→ INSTRUCTIONS FOR THE TASK: Once you find the line with "Target: front tire" in the entries below, return exactly every line from it through the line with "(format x=162, y=324)".
EXERCISE INPUT Start Marker
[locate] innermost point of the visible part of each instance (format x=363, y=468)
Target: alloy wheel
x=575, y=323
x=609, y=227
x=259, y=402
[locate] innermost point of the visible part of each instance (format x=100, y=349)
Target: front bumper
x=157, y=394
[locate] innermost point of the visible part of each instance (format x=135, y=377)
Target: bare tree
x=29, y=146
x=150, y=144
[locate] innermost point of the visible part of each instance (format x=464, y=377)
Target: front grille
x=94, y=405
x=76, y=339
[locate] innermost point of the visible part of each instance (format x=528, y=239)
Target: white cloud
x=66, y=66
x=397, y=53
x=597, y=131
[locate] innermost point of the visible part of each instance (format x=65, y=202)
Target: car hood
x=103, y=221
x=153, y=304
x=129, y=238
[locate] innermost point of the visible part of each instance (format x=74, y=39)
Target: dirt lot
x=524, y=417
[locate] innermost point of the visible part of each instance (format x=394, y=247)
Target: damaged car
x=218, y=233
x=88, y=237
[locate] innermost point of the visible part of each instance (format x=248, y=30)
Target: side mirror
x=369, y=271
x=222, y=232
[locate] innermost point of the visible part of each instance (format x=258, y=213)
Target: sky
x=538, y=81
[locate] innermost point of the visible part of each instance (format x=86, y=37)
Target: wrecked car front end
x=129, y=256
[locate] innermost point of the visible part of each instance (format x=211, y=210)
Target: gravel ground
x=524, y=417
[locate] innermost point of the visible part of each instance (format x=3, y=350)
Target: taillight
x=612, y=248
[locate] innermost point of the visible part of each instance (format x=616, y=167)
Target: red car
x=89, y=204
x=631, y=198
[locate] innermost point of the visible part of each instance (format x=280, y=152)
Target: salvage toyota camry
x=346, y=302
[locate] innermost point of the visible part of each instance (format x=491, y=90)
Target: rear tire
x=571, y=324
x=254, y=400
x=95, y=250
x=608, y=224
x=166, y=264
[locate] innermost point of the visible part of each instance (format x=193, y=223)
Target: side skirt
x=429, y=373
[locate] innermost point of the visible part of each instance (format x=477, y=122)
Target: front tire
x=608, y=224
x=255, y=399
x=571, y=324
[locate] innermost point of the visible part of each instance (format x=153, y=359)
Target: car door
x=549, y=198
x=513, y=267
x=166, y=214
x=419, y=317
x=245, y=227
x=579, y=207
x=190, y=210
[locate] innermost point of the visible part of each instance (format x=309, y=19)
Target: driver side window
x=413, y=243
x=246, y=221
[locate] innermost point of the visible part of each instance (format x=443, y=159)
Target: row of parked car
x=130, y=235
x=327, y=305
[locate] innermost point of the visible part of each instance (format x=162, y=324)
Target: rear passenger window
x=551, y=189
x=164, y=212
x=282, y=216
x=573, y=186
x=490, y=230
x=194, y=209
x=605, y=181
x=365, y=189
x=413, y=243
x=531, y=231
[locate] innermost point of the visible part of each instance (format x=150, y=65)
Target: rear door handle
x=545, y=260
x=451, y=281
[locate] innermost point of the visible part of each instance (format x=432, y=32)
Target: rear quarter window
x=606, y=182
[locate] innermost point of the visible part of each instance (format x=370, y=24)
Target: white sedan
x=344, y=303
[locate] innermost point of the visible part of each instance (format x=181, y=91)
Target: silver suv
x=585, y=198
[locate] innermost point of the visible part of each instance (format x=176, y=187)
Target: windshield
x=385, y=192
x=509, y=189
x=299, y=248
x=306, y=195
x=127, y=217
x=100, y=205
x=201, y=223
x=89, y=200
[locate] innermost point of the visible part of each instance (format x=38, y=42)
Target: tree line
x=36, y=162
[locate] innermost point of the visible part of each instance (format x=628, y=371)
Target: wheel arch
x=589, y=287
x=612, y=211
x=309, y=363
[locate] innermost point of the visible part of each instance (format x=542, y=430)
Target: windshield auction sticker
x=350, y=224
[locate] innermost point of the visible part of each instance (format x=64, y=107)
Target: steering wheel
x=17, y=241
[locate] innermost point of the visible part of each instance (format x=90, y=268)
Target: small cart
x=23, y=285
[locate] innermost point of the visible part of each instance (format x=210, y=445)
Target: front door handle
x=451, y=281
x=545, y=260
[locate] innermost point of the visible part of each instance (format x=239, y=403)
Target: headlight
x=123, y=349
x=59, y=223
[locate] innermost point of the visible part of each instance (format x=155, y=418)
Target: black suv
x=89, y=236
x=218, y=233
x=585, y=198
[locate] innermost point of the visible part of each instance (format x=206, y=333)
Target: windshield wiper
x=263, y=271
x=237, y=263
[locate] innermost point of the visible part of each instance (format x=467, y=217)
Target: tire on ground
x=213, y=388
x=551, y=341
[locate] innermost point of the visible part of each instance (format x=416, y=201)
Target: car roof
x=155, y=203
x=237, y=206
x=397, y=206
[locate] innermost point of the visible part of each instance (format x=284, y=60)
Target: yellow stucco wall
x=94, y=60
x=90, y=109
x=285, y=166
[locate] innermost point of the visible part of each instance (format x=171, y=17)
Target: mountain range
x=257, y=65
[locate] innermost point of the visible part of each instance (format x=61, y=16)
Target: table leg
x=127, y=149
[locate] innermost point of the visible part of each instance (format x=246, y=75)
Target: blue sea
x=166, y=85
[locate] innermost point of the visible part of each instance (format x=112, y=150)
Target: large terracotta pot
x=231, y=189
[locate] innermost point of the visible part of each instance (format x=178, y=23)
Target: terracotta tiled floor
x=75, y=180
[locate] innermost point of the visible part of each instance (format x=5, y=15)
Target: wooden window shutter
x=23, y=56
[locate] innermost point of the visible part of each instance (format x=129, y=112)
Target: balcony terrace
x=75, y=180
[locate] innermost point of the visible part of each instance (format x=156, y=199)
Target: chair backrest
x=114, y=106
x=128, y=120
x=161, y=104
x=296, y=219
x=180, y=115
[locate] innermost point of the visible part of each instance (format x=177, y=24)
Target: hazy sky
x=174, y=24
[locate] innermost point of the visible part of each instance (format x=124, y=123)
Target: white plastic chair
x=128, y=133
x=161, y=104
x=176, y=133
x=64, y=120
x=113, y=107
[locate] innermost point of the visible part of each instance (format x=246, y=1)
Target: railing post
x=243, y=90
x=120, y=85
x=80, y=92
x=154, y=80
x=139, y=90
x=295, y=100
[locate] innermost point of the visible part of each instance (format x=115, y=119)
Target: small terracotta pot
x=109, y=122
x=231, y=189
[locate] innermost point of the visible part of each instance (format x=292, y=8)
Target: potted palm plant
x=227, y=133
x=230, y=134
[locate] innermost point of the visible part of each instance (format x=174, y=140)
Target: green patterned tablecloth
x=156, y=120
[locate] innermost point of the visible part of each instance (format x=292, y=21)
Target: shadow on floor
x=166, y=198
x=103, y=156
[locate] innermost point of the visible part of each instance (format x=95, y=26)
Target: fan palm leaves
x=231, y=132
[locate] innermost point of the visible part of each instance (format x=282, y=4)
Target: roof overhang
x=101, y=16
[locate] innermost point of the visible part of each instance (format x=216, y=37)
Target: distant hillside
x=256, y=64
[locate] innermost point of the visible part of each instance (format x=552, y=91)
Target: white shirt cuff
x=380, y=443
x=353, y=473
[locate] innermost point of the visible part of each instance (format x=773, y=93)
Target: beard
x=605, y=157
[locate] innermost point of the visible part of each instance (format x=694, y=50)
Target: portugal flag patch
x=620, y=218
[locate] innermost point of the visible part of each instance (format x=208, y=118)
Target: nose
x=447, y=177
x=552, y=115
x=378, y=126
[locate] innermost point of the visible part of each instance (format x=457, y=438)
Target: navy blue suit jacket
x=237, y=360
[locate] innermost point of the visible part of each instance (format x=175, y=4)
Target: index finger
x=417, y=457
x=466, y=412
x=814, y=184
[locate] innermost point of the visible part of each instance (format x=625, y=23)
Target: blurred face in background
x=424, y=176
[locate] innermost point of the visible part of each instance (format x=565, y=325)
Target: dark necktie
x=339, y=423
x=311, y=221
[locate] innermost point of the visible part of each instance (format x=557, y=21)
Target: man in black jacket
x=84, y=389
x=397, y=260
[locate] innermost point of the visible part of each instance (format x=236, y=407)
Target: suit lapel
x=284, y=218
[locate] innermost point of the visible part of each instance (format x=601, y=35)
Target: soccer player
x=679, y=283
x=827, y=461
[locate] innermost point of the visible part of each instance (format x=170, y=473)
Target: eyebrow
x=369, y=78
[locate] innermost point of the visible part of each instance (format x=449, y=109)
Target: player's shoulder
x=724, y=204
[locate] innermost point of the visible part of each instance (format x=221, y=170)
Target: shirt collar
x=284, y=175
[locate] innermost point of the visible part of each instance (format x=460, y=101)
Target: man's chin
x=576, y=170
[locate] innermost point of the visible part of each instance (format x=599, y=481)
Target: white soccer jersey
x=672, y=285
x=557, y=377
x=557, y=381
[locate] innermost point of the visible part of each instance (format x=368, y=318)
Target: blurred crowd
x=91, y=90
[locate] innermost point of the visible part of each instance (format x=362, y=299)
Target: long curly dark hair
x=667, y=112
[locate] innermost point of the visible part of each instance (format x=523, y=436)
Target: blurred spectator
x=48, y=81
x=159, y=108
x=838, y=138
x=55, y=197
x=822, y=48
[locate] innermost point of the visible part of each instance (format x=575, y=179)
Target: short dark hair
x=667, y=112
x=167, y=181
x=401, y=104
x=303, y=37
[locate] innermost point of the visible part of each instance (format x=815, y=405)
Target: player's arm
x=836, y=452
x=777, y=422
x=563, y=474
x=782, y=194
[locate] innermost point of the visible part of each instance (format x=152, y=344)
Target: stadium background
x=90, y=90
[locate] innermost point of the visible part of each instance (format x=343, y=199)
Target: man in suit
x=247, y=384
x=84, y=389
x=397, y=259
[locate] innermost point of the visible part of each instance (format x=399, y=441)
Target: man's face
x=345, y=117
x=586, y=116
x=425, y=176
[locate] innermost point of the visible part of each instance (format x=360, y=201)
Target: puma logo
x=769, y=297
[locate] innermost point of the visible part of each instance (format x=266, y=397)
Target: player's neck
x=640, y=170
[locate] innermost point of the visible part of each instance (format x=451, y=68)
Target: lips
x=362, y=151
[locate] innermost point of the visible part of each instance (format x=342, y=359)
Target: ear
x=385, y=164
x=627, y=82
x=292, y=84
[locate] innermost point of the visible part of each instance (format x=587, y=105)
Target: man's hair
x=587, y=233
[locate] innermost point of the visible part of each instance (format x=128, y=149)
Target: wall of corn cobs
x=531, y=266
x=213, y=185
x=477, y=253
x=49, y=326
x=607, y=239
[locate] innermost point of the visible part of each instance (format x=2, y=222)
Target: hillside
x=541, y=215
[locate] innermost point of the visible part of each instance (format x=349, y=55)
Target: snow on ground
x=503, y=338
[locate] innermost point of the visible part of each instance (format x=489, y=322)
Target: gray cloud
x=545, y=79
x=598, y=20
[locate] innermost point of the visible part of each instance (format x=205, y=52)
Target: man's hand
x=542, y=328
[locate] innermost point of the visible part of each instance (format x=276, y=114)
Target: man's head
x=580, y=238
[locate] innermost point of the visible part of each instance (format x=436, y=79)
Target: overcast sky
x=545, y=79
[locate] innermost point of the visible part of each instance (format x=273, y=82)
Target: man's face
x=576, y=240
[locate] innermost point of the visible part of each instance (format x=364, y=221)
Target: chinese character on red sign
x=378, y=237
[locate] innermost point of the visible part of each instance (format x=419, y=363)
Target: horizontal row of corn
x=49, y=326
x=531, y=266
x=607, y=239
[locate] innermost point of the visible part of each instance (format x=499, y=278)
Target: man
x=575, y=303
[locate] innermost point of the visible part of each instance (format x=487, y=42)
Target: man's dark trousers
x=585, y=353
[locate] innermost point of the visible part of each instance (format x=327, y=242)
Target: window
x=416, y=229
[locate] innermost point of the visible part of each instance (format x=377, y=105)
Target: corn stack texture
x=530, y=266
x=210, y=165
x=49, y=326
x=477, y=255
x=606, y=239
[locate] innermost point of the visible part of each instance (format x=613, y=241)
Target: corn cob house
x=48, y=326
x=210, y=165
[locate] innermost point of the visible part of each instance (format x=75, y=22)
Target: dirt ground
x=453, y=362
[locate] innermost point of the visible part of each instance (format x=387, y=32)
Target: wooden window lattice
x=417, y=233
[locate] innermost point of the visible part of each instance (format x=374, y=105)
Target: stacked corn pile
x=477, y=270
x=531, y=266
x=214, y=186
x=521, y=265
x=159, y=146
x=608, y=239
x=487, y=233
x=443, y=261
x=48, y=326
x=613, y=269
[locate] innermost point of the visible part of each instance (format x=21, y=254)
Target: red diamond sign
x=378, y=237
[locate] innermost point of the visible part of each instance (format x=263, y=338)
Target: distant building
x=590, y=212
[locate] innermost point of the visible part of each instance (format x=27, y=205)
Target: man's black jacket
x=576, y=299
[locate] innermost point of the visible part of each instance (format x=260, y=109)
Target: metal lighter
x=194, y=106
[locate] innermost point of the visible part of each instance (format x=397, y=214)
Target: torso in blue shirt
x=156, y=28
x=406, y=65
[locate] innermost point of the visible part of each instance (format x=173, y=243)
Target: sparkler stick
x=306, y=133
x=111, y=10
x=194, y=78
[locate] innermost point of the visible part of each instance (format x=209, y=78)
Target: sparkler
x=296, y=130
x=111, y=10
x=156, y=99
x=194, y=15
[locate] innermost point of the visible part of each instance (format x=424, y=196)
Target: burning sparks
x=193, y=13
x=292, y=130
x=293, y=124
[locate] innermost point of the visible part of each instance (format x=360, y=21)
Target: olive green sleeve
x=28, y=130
EXERCISE INPUT End Marker
→ WRITTEN REPLY:
Target: front tire
x=608, y=224
x=255, y=399
x=571, y=324
[locate] innermost point of the visible part of each instance (format x=153, y=359)
Target: car door
x=549, y=198
x=513, y=267
x=166, y=214
x=419, y=317
x=245, y=227
x=579, y=207
x=190, y=210
[locate] innermost point of the visible part of each instance (format x=309, y=19)
Target: driver side window
x=413, y=243
x=246, y=221
[locate] innermost point of the visible part of each instance (format x=443, y=159)
Target: row of parked car
x=130, y=235
x=327, y=305
[locate] innermost point of the visible part of each instance (format x=162, y=324)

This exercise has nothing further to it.